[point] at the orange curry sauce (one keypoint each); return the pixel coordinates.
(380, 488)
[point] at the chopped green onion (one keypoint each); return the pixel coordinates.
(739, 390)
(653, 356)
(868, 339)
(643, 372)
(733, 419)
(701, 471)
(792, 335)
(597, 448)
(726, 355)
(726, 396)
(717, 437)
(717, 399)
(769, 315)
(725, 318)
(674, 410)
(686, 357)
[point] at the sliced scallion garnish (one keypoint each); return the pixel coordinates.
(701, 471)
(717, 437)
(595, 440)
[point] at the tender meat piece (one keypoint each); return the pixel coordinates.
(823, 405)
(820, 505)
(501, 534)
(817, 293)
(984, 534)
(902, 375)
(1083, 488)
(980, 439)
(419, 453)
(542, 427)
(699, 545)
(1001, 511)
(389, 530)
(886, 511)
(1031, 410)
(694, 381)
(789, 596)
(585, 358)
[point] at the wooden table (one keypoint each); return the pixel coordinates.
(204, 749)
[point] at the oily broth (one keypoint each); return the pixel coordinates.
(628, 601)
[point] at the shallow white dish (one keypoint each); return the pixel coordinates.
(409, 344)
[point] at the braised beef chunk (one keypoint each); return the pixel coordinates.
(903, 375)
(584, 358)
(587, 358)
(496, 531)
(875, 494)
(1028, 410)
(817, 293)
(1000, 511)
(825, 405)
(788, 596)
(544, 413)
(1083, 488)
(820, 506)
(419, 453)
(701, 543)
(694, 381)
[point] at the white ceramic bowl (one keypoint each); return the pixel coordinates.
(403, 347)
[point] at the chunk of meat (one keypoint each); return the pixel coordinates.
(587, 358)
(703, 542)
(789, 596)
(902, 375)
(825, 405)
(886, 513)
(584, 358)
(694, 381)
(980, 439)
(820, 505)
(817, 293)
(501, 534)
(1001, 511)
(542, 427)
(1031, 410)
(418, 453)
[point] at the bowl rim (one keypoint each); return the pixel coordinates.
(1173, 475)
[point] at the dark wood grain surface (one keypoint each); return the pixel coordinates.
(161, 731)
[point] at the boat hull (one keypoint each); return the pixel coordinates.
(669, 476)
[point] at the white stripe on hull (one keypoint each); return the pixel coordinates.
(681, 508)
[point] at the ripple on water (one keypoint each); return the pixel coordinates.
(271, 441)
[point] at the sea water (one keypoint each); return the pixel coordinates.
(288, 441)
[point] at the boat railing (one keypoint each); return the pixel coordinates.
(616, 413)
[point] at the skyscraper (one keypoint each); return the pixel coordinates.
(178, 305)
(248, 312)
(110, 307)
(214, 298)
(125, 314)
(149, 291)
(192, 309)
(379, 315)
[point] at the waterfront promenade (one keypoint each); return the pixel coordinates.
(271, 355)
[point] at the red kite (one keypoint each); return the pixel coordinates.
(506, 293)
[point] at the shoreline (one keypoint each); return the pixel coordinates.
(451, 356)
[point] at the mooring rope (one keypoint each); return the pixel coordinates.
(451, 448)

━━━━━━━━

Extract every line of the records above and reproduce each one without any change.

[point] at the orange curry sauce (one keypoint each); return the pixel coordinates.
(380, 488)
[point] at the chopped green onion (one keypoint each); return the pixel coordinates.
(739, 390)
(653, 356)
(868, 339)
(643, 372)
(733, 419)
(701, 471)
(792, 335)
(597, 448)
(726, 355)
(726, 396)
(717, 437)
(717, 399)
(769, 315)
(725, 318)
(674, 410)
(686, 357)
[point] at the sliced scallion garnish (one keypoint each); return the pixel coordinates.
(701, 471)
(717, 437)
(595, 440)
[point] at the tender meat piece (one keypoint each); return the pixel coordinates.
(823, 405)
(820, 505)
(501, 534)
(817, 293)
(984, 534)
(902, 375)
(1083, 488)
(980, 439)
(419, 453)
(542, 427)
(699, 545)
(1001, 511)
(389, 530)
(886, 511)
(1031, 410)
(694, 381)
(789, 596)
(585, 358)
[point] at the wooden table (one keypoint each); return the pixel coordinates.
(204, 749)
[point] at the oily broth (one keypoint each); return the pixel coordinates.
(628, 601)
[point] at the shallow white dish (one keypoint each); return the pixel coordinates.
(409, 344)
[point] at the braised beef chunk (one keypoint each); return the pixel coordinates.
(903, 375)
(584, 358)
(587, 358)
(496, 531)
(875, 494)
(1028, 410)
(817, 293)
(1000, 511)
(825, 405)
(788, 596)
(544, 413)
(1083, 488)
(820, 506)
(419, 453)
(701, 543)
(694, 381)
[point] at the white ceramic bowl (one keypoint each); return the pixel coordinates.
(403, 347)
[point] at the chunk of meat (one keypoint each); return the pixel coordinates.
(587, 358)
(703, 542)
(789, 596)
(902, 375)
(825, 405)
(886, 513)
(584, 358)
(694, 381)
(980, 439)
(820, 505)
(817, 293)
(501, 534)
(1001, 511)
(542, 427)
(1031, 410)
(418, 453)
[point] at the bowl rim (one keypoint each); return the pixel coordinates.
(1173, 475)
[point] at the dark wood grain surface (one keypoint each); return the pixel coordinates.
(161, 731)
[point] at the boat hull (one keypoint each); return the pixel coordinates.
(669, 476)
[point] at the white stripe on hull (one keypoint each); return the pixel coordinates.
(681, 508)
[point] at the ripple on water (one keypoint each); return the pixel coordinates.
(271, 441)
[point] at the sea water (one keypoint each); return the pixel coordinates.
(288, 441)
[point] at the boat railing (one keypoint each); return the pixel coordinates.
(616, 413)
[point] at the skyscraper (one keypoint each); return the pixel coordinates.
(178, 305)
(248, 312)
(110, 307)
(214, 298)
(125, 314)
(149, 291)
(192, 309)
(379, 315)
[point] at the waterfront promenade (one keypoint each); return the pixel coordinates.
(271, 355)
[point] at the red kite (one keypoint each); return the pixel coordinates.
(506, 293)
[point] at the shoreline (one keypoint each); return the pixel coordinates.
(451, 356)
[point] at the mooring rope (one keypoint each); return the pixel coordinates.
(451, 448)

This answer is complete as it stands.